Supplied text -
◇ ◇ ◇ ◇

Next Phase Plan (Decisions #36-#40)

  1. Initialize new public repository skeleton (C/Rust/Go library directories, shared protocol spec, CI layout).
  2. Port current proven protocol/interop baseline (UDS_SEQPACKET + negotiation) into reusable library APIs.
  3. Implement Windows transport baseline and align handshake/auth semantics with POSIX.
  4. Build exhaustive test matrix per language (unit + integration + cross-language interop) with coverage gates.
  5. Build benchmark matrix automation for Linux and Windows role combinations on GitHub-hosted cloud VMs and publish machine-readable artifacts.
  6. Add benchmark noise controls for cloud VMs:
    • run each benchmark scenario in multiple repetitions (for example 5)
    • report median plus spread (p95 of run-to-run throughput/latency)
    • capture runner metadata (OS image, vCPU model, memory, kernel/build info)
    • compare combinations primarily by relative ranking, not single-run absolute numbers
  7. Freeze acceptance criteria (coverage gate + benchmark sanity gate) before any Netdata integration work.
  8. Verify the actual Netdata runtime auth environment contract (NETDATA_INVOCATION_ID or replacement) in the Agent codebase and align the IPC handshake implementation with it.

◇ ◇ ◇ ◇

For each statement, say whether it agrees with the next phase plan, answering yes or no and quoting the words of the plan that decide it. (a) Each benchmark scenario is to be run in multiple repetitions. (b) Acceptance criteria are to be frozen after Netdata integration work has started. (c) Combinations are to be compared primarily by single-run absolute numbers.

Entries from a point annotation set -
◇ ◇ ◇ ◇

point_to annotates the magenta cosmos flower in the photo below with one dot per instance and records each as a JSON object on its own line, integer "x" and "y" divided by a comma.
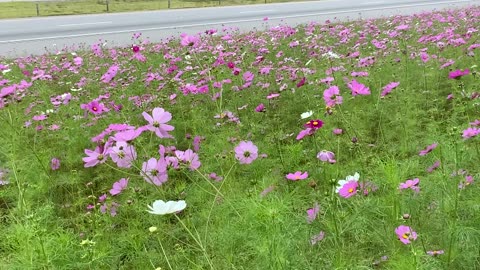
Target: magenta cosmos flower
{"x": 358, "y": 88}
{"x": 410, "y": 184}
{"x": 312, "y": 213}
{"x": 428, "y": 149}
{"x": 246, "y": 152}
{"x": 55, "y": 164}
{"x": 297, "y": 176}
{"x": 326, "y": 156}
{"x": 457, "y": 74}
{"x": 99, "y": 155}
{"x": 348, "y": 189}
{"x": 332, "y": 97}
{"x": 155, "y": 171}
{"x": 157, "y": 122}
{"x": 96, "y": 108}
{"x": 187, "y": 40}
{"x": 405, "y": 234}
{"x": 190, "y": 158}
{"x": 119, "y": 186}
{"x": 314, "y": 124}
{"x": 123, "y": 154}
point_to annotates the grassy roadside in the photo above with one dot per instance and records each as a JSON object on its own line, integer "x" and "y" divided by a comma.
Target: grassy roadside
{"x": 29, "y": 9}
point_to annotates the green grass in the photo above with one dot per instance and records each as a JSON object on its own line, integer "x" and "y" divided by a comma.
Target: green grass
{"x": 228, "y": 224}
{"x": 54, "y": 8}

◇ ◇ ◇ ◇

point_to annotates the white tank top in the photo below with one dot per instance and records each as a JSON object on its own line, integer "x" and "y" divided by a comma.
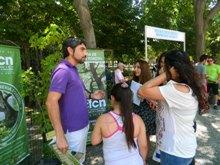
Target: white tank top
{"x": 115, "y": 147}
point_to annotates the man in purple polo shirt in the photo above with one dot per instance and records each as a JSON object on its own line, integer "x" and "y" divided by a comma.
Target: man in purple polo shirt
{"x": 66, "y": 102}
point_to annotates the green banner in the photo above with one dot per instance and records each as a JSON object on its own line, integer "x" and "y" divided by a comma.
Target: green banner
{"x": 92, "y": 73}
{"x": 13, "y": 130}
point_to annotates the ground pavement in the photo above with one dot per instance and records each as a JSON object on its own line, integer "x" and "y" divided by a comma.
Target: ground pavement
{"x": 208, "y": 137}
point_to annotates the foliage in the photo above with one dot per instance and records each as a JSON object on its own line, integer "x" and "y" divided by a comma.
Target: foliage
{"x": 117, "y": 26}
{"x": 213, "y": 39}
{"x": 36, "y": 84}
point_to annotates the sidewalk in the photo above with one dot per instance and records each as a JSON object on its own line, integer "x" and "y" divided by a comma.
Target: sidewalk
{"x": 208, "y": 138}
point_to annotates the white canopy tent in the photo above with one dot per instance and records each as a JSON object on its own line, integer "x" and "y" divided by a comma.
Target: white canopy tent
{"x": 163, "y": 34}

◇ ◇ ◇ ◇

Solution to the exercise -
(a) Yes: "run each benchmark scenario in multiple repetitions (for example 5)"
(b) No: "Freeze acceptance criteria (coverage gate + benchmark sanity gate) before any Netdata integration work."
(c) No: "compare combinations primarily by relative ranking, not single-run absolute numbers"